Excerpt to read:
------------

COVID-19, The Gates of Hell, and Joy in Heaven

Sometimes we don’t know that ridge we see on the horizon with the peak rising up into the dark clouds is the last one we’ll have to climb (at least for a while) before the difficult and treacherous path opens up into a beautiful valley filled with green pastures and peaceful waters. 

It can be awfully hard to get perspective when you’re in the middle of it. We’ve all heard it and we all know it to be true, it’s hard to see the forest for the trees! With every day that passes leaving us hostages to a microscopic threat known as COVID-19, that ridge on the horizon seems daunting! 

Who would have believed a microscopic organism could have kept us at home for 2 months, wreaked havoc on the economy, changed the way we do life and introduced us to a kind of fear we’ve never known before? 

Who would have thought we could have been kept from worshiping together for 7 weeks and counting? From singing together and hearing each other’s voices in the same room offering praises to God? From opening the Word of God together and sitting next to each other while engaging with a sermon exalting the greatness of God? From offering an encouraging hug, from breaking bread with each other? 

It’s easy to wonder if this will ever end and if so, when. It’s easy to wonder if any good can come from this season of life we find ourselves in and it’s easy to wonder what purposes God has in all of this. While I can’t offer any answers to those questions, I can take some good news that I heard this week and offer some perspective on how that good news relates to promises we know from Scripture.

The good news begins with this note I received a few days ago from a ministry partner on the other side of the world. This is a personal friend and someone our church supports through our missions giving. This dear brother serves alongside his family in North India. Here’s his note (names removed for security reasons): 

Dear faithful praying friends, 

Many of you prayed for my friend _______, especially for his salvation. This morning at 10:50 am the Lord saved my dear friend. We have known _______ for 16 years since 2005 when we started working with Lepers . For the last three months, I am talking to _______ on regular basis, today over the phone I explained him Romans chapter 3 and 10. _______ repented from his sins and put his trust in Christ. We are so excited that his sins are removed and washed in the blood of Jesus. Please continue to pray for him that the Lord will keep and help him to grow in the knowledge of His word. Let's rejoice and give thanks to our Lord for the gift of salvation after many years. He is mighty to Save the Lost! 

Serving Him with you, Thank you 🙏 

Sincerely, ___   

So what does this testimony of salvation have to do with COVID-19? 

In Matthew 16:16, Peter answers the most important question anyone will ever answer. The question? Jesus asks in verse 15, “But who do you say that I am?” Peter replies, “You are the Christ, the Son of the living God.” Upon Peter’s confession, Jesus says to Peter, “…I will build my church, and the gates of hell shall not prevail against it.

------------

Provided records:

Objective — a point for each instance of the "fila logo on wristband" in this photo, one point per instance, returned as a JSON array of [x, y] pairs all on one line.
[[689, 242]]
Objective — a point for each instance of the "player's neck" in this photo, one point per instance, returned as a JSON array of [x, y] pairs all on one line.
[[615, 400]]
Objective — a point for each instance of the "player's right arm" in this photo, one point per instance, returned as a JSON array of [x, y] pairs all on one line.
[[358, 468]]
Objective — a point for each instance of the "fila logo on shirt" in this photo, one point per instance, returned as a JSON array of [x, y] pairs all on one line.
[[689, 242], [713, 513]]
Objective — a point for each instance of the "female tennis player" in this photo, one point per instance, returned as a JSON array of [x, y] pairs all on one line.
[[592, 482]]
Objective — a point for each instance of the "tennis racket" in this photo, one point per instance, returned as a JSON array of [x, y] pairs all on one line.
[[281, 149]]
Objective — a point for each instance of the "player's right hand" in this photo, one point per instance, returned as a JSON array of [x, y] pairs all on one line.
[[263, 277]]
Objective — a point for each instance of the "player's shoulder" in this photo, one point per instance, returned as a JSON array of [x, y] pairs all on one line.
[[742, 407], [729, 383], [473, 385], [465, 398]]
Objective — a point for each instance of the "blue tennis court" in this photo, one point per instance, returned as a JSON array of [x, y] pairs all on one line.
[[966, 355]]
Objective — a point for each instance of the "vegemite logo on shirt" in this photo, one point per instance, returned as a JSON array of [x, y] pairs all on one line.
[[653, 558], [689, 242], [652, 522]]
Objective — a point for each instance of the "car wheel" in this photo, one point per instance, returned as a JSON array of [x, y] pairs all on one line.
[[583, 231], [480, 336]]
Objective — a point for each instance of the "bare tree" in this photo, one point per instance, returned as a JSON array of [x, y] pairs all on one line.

------------

What is required: In the COVID-19 reflection, shorten the paragraph that begins "It’s easy to wonder if this will ever end" while keeping its main facts.

Finished exercise: It's easy to wonder whether and when this will end, whether any good can come from this season, and what God's purposes are in it. I can't answer those questions, but I can share good news I heard this week and show how it relates to promises we know from Scripture.